## SET PROBLEM
Output all of the entries below precisely as written.

## RECORDS TO USE
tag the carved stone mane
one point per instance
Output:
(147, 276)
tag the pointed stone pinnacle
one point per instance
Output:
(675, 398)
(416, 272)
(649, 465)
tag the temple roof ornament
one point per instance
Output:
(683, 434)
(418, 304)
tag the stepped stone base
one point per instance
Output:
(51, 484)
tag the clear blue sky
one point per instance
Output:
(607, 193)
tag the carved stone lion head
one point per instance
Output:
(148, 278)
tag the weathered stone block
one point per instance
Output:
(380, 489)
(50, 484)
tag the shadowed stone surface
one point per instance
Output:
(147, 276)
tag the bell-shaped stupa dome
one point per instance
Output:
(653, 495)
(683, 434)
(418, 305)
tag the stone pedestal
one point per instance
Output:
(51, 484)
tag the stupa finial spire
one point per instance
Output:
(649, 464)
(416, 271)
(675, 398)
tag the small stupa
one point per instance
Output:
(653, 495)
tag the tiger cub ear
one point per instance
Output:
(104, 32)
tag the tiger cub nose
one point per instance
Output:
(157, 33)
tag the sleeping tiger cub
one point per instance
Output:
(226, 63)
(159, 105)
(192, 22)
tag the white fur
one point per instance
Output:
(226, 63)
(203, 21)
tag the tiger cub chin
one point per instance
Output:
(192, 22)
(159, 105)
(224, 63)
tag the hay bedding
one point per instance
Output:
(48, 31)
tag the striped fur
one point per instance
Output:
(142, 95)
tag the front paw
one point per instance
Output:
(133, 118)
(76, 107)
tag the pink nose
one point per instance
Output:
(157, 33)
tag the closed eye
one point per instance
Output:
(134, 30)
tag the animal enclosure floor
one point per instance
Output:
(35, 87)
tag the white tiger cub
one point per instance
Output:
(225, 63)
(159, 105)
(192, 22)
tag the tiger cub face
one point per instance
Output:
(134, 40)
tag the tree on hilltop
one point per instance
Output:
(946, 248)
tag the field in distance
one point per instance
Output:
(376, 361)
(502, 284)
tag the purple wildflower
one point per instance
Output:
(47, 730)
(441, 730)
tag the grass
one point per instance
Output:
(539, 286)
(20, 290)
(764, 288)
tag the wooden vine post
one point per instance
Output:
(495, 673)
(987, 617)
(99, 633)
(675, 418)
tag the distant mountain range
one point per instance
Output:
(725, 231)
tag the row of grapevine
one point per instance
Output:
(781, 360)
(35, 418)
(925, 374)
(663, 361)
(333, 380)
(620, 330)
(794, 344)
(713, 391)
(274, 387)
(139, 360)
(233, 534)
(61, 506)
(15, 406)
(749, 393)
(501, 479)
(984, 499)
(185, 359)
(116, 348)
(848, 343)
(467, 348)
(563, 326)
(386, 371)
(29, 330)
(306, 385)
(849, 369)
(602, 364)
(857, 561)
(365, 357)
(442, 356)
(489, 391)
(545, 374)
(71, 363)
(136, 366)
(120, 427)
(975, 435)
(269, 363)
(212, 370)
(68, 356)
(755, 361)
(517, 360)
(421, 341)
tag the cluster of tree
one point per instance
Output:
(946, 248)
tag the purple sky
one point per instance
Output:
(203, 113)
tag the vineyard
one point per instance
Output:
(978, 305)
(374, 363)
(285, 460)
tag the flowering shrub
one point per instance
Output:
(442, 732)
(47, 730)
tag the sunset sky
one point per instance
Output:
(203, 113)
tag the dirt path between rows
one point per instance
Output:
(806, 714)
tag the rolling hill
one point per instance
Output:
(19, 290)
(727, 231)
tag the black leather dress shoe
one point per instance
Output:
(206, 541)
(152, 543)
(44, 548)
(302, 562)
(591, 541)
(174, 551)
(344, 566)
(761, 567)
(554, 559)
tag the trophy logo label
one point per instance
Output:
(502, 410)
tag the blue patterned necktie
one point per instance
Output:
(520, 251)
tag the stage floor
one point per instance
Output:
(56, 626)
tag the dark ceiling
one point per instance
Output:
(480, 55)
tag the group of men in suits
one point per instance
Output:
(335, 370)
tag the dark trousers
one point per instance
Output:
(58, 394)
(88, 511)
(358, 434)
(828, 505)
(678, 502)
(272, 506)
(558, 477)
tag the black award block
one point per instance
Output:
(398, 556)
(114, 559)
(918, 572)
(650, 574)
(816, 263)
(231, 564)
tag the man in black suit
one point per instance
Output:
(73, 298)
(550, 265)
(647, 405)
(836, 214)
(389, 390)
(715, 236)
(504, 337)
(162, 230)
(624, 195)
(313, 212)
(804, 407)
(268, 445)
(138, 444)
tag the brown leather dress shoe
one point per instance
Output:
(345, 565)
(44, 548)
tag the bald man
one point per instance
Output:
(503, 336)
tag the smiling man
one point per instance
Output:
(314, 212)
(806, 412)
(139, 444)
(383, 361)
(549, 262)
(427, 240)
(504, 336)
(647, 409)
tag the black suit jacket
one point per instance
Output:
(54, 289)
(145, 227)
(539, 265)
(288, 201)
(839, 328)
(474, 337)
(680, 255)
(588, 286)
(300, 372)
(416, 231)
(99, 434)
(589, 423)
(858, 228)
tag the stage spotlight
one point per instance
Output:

## TASK OUTPUT
tag the carved stone mane
one point per instance
Output:
(147, 276)
tag the pointed stone pinnacle
one point per instance
Output:
(675, 398)
(416, 272)
(649, 465)
tag the temple roof ornament
one point per instance
Output:
(683, 434)
(418, 304)
tag the stepped stone base
one point per instance
Output:
(51, 484)
tag the clear blue sky
one point per instance
Output:
(607, 193)
tag the carved stone lion head
one point per instance
Output:
(148, 278)
tag the weathered stone block
one point per instance
Output:
(380, 489)
(50, 484)
tag the shadowed stone surface
one point per instance
Output:
(147, 276)
tag the bell-shaped stupa dome
one point per instance
Output:
(653, 495)
(683, 434)
(418, 305)
tag the stone pedestal
one point per instance
Output:
(51, 484)
tag the stupa finial spire
one point per instance
Output:
(649, 464)
(416, 271)
(675, 398)
tag the small stupa
one point per instance
Output:
(653, 495)
tag the tiger cub ear
one point per instance
Output:
(104, 32)
tag the tiger cub nose
one point per instance
Output:
(157, 33)
tag the sleeping tiger cub
one point per instance
Output:
(226, 63)
(159, 105)
(192, 22)
tag the white fur
one point per instance
Output:
(226, 63)
(203, 21)
tag the tiger cub chin
one point per instance
Output:
(192, 22)
(159, 105)
(224, 63)
tag the hay bedding
one point per instance
Output:
(48, 31)
tag the striped fur
one point per instance
Output:
(142, 95)
tag the front paw
one point per instance
Output:
(133, 118)
(76, 107)
tag the pink nose
one point per instance
Output:
(157, 33)
tag the closed eye
one point per instance
Output:
(134, 30)
tag the animal enclosure floor
one point per instance
Output:
(35, 87)
tag the white tiger cub
one point per instance
Output:
(225, 63)
(159, 105)
(192, 22)
tag the tiger cub face
one point per instance
Output:
(134, 40)
tag the tree on hilltop
one point per instance
Output:
(946, 248)
tag the field in distance
one point per instance
Output:
(376, 361)
(502, 284)
tag the purple wildflower
one point per instance
Output:
(47, 730)
(441, 730)
tag the grass
one point per instance
Output:
(539, 286)
(20, 290)
(764, 288)
tag the wooden vine post
one point per instance
Output:
(495, 673)
(987, 617)
(99, 633)
(675, 418)
tag the distant mountain range
one point per instance
Output:
(725, 231)
tag the row of grapevine
one point per instance
Output:
(781, 360)
(35, 418)
(925, 374)
(663, 361)
(333, 380)
(620, 330)
(794, 344)
(713, 391)
(274, 387)
(139, 360)
(233, 534)
(61, 506)
(15, 406)
(749, 393)
(501, 479)
(984, 499)
(185, 359)
(116, 348)
(848, 343)
(467, 348)
(563, 326)
(386, 371)
(29, 330)
(306, 385)
(849, 369)
(602, 364)
(857, 561)
(365, 357)
(442, 356)
(489, 391)
(545, 374)
(71, 363)
(136, 366)
(120, 427)
(975, 435)
(269, 363)
(212, 370)
(68, 356)
(755, 361)
(517, 360)
(421, 341)
tag the cluster of tree
one point per instance
Output:
(946, 248)
tag the purple sky
one point per instance
Output:
(203, 113)
tag the vineyard
one point per instance
Output:
(978, 305)
(374, 363)
(285, 460)
tag the flowering shrub
one point per instance
Output:
(442, 732)
(47, 730)
tag the sunset sky
one point per instance
Output:
(203, 113)
tag the dirt path between rows
one point per instance
Output:
(806, 714)
tag the rolling hill
one point per instance
Output:
(19, 290)
(727, 231)
tag the black leather dress shoe
one point per instance
Output:
(206, 541)
(152, 543)
(44, 548)
(302, 562)
(591, 541)
(174, 551)
(344, 566)
(761, 567)
(554, 559)
tag the trophy logo label
one point per instance
Output:
(502, 410)
tag the blue patterned necktie
one point per instance
Output:
(520, 251)
tag the stage floor
one point per instance
Output:
(56, 626)
tag the dark ceiling
one point per instance
Output:
(480, 55)
tag the group of men in suits
one point per instance
Output:
(335, 370)
tag the dark trousers
one point per instance
Output:
(58, 394)
(88, 511)
(358, 434)
(828, 505)
(678, 502)
(272, 506)
(558, 477)
tag the black award block
one point per instance
Output:
(398, 556)
(114, 559)
(918, 572)
(650, 574)
(816, 263)
(231, 564)
tag the man in black suit
one point per instance
Output:
(73, 298)
(550, 265)
(647, 405)
(836, 214)
(389, 390)
(715, 236)
(504, 337)
(162, 230)
(624, 195)
(313, 212)
(804, 407)
(268, 445)
(138, 444)
tag the brown leather dress shoe
one point per instance
Output:
(345, 565)
(44, 548)
tag the bald man
one point per instance
Output:
(503, 336)
tag the smiling man
one point per instance
Output:
(314, 212)
(806, 412)
(139, 444)
(383, 361)
(549, 262)
(427, 240)
(504, 336)
(647, 409)
tag the black suit jacket
one point per instance
Output:
(54, 289)
(145, 227)
(539, 265)
(288, 201)
(839, 328)
(474, 337)
(680, 255)
(588, 286)
(300, 372)
(416, 231)
(99, 434)
(589, 423)
(858, 228)
tag the stage spotlight
one point per instance
Output:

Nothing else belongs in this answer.